Challenge: Starting at the line that contains "Guideline: for every instance of the fingers, the", quote each line exactly through the last line of the entries, both included.

Dataset rows:
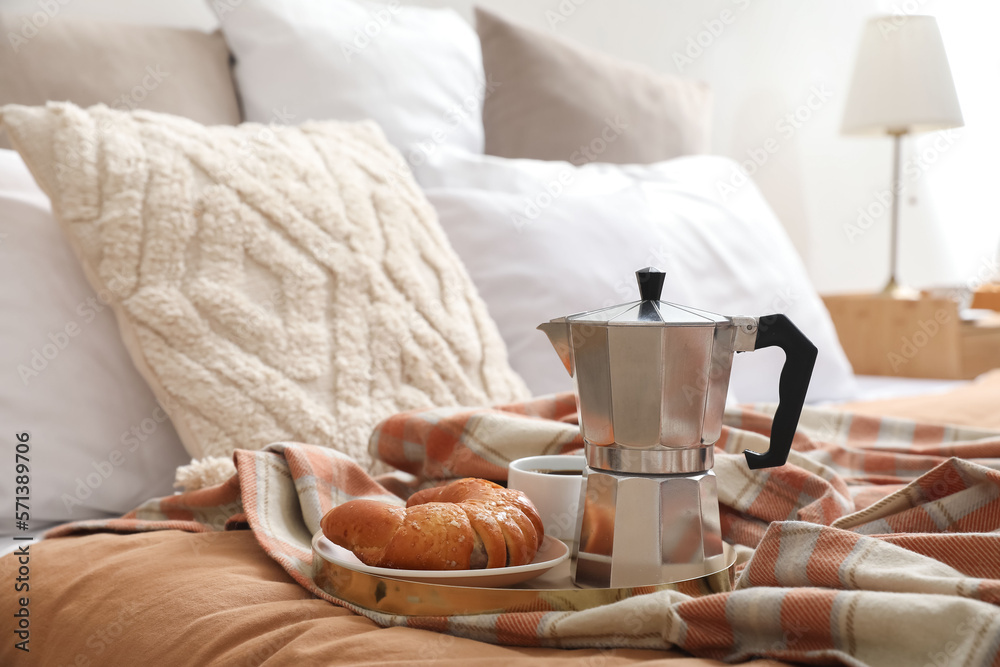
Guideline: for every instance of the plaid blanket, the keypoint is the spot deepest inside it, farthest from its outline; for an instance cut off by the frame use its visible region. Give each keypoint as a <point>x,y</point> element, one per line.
<point>878,543</point>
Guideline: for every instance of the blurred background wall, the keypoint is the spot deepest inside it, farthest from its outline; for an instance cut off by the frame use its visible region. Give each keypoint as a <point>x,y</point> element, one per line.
<point>780,69</point>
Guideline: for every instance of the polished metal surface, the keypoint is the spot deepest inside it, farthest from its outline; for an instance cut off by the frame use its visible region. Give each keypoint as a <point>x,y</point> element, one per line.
<point>650,462</point>
<point>638,530</point>
<point>746,333</point>
<point>652,379</point>
<point>553,591</point>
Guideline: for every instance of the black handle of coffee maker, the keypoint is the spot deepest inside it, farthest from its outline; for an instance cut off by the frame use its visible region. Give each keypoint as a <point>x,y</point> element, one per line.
<point>800,358</point>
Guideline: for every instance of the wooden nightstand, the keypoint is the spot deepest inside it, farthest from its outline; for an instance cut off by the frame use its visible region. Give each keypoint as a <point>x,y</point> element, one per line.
<point>922,338</point>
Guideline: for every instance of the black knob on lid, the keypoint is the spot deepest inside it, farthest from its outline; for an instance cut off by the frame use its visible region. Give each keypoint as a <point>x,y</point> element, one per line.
<point>650,283</point>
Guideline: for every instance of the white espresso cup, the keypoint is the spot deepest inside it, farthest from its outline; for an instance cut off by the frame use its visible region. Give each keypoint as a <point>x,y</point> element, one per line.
<point>553,484</point>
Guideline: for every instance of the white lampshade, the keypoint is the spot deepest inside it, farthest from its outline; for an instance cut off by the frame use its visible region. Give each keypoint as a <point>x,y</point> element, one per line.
<point>902,81</point>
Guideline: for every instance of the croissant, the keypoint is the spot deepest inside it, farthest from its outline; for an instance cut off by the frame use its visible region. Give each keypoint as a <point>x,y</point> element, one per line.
<point>468,524</point>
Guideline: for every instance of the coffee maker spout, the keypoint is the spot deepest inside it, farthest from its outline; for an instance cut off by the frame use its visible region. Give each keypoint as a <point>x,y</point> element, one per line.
<point>558,332</point>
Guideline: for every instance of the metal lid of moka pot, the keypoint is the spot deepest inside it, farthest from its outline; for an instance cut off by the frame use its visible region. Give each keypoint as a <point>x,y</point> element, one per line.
<point>652,378</point>
<point>649,311</point>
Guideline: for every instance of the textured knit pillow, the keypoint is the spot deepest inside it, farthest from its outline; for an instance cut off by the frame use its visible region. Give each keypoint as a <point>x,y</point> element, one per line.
<point>556,100</point>
<point>270,283</point>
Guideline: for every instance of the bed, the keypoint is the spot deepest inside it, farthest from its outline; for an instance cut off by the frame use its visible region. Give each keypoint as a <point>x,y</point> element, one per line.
<point>206,269</point>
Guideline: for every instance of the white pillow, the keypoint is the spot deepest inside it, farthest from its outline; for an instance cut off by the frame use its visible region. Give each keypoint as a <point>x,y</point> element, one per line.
<point>99,443</point>
<point>418,72</point>
<point>545,239</point>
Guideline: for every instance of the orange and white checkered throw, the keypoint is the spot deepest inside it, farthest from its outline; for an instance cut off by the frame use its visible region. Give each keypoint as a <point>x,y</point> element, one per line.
<point>877,544</point>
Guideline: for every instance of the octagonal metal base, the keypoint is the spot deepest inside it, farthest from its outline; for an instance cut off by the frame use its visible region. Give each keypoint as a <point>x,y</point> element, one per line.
<point>640,530</point>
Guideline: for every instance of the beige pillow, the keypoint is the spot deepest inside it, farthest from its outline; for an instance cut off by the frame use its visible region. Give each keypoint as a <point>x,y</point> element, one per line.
<point>182,72</point>
<point>270,283</point>
<point>551,99</point>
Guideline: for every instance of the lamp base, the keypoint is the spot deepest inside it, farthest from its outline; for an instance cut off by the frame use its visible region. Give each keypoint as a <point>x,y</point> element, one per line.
<point>894,290</point>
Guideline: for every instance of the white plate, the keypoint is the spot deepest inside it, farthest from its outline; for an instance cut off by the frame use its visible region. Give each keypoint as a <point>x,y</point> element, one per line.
<point>550,553</point>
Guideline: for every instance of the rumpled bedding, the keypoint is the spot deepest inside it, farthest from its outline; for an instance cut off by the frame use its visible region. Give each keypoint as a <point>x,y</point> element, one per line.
<point>877,544</point>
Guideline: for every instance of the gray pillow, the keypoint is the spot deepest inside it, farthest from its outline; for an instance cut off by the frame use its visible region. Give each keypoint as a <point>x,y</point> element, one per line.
<point>180,72</point>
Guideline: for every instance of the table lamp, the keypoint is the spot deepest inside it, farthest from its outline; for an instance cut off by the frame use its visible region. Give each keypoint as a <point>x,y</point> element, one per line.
<point>902,83</point>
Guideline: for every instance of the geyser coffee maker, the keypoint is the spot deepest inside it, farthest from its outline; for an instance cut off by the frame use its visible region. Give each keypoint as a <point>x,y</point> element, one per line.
<point>652,379</point>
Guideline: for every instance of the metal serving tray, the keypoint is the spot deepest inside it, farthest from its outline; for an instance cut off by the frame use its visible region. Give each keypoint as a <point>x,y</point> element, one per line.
<point>552,591</point>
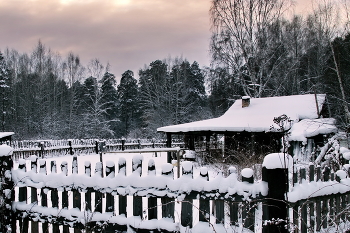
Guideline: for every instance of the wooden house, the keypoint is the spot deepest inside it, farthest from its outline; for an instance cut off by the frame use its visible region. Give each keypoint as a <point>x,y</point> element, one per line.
<point>6,137</point>
<point>258,125</point>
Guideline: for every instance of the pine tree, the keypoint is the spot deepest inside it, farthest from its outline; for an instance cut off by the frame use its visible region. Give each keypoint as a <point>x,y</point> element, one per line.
<point>127,93</point>
<point>5,90</point>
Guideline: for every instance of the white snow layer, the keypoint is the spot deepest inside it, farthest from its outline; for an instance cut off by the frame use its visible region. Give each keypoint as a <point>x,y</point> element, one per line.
<point>307,128</point>
<point>258,116</point>
<point>278,160</point>
<point>5,150</point>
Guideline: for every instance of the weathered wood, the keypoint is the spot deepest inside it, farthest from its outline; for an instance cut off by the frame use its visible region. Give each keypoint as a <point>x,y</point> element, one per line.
<point>98,195</point>
<point>234,213</point>
<point>311,172</point>
<point>34,226</point>
<point>122,200</point>
<point>312,214</point>
<point>55,228</point>
<point>318,214</point>
<point>324,212</point>
<point>304,217</point>
<point>22,191</point>
<point>33,191</point>
<point>187,212</point>
<point>219,211</point>
<point>152,208</point>
<point>110,173</point>
<point>168,207</point>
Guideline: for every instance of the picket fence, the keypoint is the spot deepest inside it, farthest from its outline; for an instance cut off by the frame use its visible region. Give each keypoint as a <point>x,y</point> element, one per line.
<point>164,203</point>
<point>51,148</point>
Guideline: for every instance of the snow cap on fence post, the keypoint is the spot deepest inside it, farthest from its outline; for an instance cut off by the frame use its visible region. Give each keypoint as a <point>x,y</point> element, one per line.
<point>247,175</point>
<point>110,169</point>
<point>6,188</point>
<point>151,167</point>
<point>64,168</point>
<point>98,169</point>
<point>187,169</point>
<point>33,163</point>
<point>75,165</point>
<point>275,174</point>
<point>137,164</point>
<point>204,173</point>
<point>167,170</point>
<point>122,166</point>
<point>87,165</point>
<point>42,166</point>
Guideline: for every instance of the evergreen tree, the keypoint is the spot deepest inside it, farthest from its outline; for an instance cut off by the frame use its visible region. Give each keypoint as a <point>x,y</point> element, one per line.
<point>109,100</point>
<point>127,92</point>
<point>5,90</point>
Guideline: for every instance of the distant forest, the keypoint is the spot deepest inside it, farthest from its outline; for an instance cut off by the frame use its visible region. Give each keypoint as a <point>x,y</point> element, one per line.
<point>46,96</point>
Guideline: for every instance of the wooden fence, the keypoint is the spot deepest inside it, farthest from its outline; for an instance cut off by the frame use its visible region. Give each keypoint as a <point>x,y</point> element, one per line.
<point>51,148</point>
<point>164,203</point>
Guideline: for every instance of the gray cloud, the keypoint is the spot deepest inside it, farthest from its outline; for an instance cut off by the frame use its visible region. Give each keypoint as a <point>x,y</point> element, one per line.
<point>127,33</point>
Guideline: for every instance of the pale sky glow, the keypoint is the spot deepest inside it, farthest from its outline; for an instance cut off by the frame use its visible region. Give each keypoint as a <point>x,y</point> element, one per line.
<point>125,33</point>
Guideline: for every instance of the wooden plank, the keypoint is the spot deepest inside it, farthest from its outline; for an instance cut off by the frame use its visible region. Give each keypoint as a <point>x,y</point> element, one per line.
<point>219,211</point>
<point>204,210</point>
<point>152,208</point>
<point>186,212</point>
<point>168,207</point>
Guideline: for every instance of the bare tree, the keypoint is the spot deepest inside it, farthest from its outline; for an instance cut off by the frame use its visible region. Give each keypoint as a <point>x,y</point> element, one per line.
<point>240,39</point>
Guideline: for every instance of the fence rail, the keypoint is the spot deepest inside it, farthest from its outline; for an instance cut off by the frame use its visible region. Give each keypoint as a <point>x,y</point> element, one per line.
<point>52,148</point>
<point>316,198</point>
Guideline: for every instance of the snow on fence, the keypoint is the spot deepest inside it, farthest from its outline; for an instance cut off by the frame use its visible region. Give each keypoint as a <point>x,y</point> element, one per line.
<point>161,203</point>
<point>50,148</point>
<point>109,190</point>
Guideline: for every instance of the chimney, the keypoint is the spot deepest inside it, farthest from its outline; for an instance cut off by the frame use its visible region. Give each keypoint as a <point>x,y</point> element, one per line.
<point>245,101</point>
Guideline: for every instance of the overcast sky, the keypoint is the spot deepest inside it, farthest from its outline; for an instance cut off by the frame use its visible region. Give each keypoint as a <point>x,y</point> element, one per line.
<point>125,33</point>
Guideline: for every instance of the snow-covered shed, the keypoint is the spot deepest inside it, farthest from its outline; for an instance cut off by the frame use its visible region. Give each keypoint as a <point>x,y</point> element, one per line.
<point>6,137</point>
<point>262,122</point>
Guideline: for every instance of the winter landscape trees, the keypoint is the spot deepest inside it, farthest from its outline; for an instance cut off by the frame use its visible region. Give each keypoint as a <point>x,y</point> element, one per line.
<point>258,48</point>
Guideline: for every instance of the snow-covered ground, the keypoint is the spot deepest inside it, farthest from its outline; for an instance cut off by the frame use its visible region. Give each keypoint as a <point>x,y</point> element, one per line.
<point>159,159</point>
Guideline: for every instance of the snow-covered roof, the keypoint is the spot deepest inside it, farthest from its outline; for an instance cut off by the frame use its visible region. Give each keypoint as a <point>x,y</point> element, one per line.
<point>258,116</point>
<point>308,128</point>
<point>6,134</point>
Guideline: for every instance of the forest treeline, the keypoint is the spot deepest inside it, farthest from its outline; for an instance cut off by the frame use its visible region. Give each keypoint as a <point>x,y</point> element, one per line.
<point>45,95</point>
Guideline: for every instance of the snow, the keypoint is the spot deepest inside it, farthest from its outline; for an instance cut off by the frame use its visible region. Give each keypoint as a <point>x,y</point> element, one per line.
<point>308,128</point>
<point>5,150</point>
<point>278,160</point>
<point>247,172</point>
<point>258,117</point>
<point>6,134</point>
<point>307,189</point>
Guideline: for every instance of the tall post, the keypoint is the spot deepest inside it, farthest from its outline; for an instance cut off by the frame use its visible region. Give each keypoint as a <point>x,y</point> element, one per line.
<point>7,219</point>
<point>168,145</point>
<point>275,174</point>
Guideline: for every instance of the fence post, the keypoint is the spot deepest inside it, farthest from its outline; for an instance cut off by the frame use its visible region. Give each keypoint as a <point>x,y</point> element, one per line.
<point>71,152</point>
<point>122,199</point>
<point>88,191</point>
<point>152,201</point>
<point>7,218</point>
<point>42,170</point>
<point>275,174</point>
<point>98,194</point>
<point>204,206</point>
<point>248,213</point>
<point>137,170</point>
<point>233,205</point>
<point>168,204</point>
<point>187,203</point>
<point>34,191</point>
<point>64,169</point>
<point>123,144</point>
<point>110,173</point>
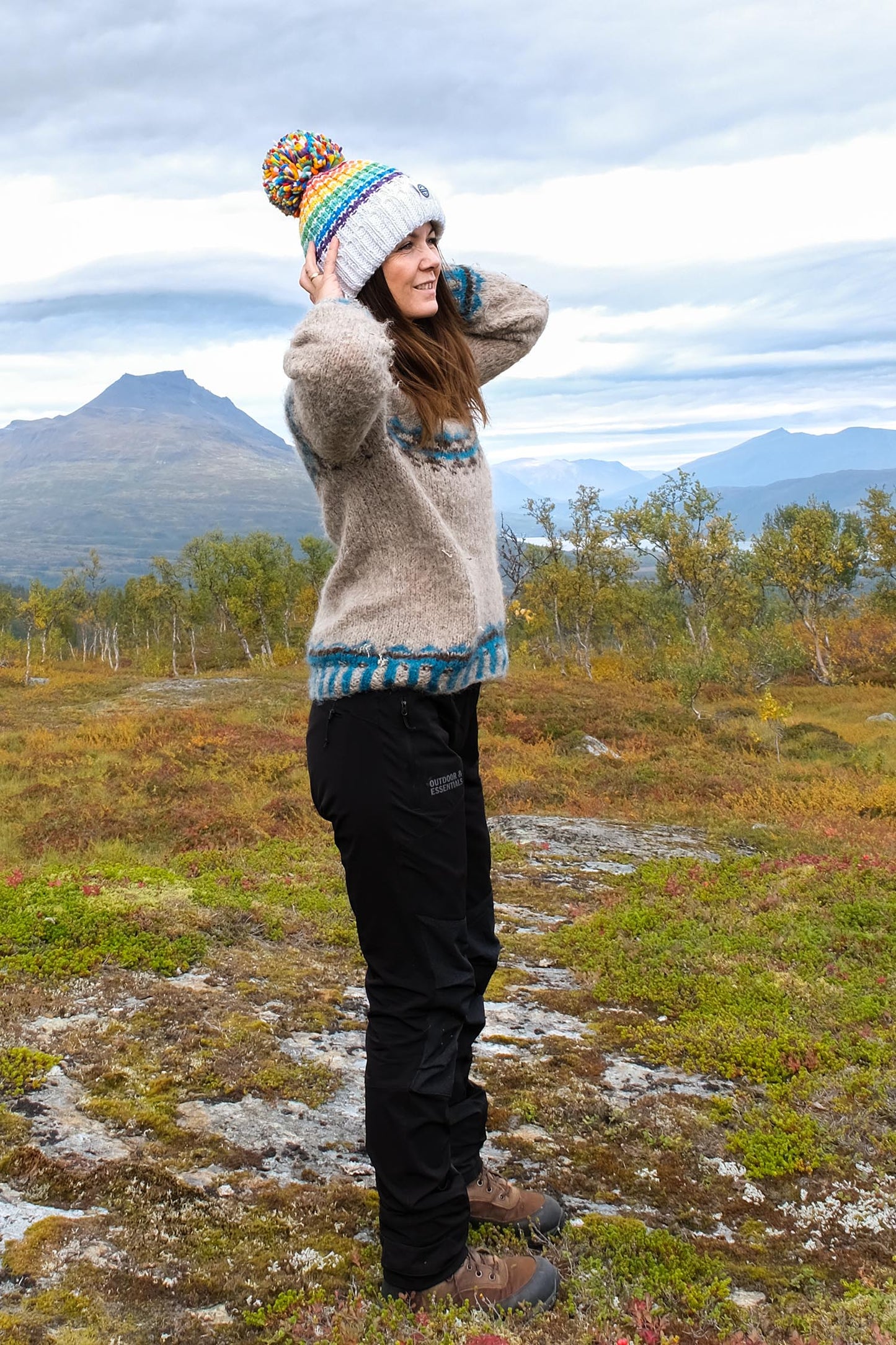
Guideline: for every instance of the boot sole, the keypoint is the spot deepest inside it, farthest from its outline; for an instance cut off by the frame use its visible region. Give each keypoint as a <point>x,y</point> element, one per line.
<point>540,1292</point>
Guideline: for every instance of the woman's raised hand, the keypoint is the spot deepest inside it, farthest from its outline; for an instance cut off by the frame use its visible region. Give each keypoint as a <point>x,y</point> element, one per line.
<point>321,284</point>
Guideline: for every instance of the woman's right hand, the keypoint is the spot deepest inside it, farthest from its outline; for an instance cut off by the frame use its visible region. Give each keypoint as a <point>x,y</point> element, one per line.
<point>321,284</point>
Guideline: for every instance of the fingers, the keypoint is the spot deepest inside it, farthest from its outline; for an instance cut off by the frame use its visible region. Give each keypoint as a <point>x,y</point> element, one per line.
<point>320,283</point>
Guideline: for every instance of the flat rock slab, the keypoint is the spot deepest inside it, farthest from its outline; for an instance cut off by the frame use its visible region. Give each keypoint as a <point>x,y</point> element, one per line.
<point>625,1082</point>
<point>18,1215</point>
<point>587,839</point>
<point>184,690</point>
<point>61,1130</point>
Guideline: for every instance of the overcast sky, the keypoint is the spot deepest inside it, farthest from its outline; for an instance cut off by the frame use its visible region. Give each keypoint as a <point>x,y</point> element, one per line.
<point>706,193</point>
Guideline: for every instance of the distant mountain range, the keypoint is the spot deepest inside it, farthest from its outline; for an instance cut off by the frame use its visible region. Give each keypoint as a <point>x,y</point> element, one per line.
<point>157,459</point>
<point>558,479</point>
<point>781,455</point>
<point>753,478</point>
<point>147,465</point>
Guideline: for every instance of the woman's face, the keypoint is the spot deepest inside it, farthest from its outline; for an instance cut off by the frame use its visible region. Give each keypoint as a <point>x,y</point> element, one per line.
<point>412,272</point>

Solution for this task:
Guideline: for every instance of the fingers, the keypoint is the spot deepest inside it, farthest from its outline; for an instance cut off by the frame use its visible region. Give each keypoint as a <point>x,y</point> element, one per line.
<point>320,283</point>
Guideline: for every instance of the flat rock slab, the keypoint is the spot deepest inside it, farthest from its outline; for an instance cut off by the frame use its visible region. Give each keypoint as a <point>x,y</point> element, one per line.
<point>625,1082</point>
<point>18,1215</point>
<point>587,839</point>
<point>184,690</point>
<point>61,1130</point>
Guideline: for every instance of the overcast sky, the keypoint is the spot deepest inside it, farthest from its outline; for an instance cut off by the frame use its visible region. Give each keypoint as a <point>x,y</point> element, one per line.
<point>706,193</point>
Guideline: for every instance of the distant mountain range, the keypoint is the spot deepest inside it, farthest from its outline; for an instance cut off by the frame use its visible region. Give each keypoint as a <point>x,y</point> element, one per line.
<point>157,459</point>
<point>558,479</point>
<point>781,455</point>
<point>753,478</point>
<point>147,465</point>
Guideline: for every instance of the woman's face, the keypoint is the spot deepest inside it, farthest from its outline; for an instance cut off by the frame use its visible region. Give each keypoint as a <point>x,y</point> element, one per line.
<point>412,272</point>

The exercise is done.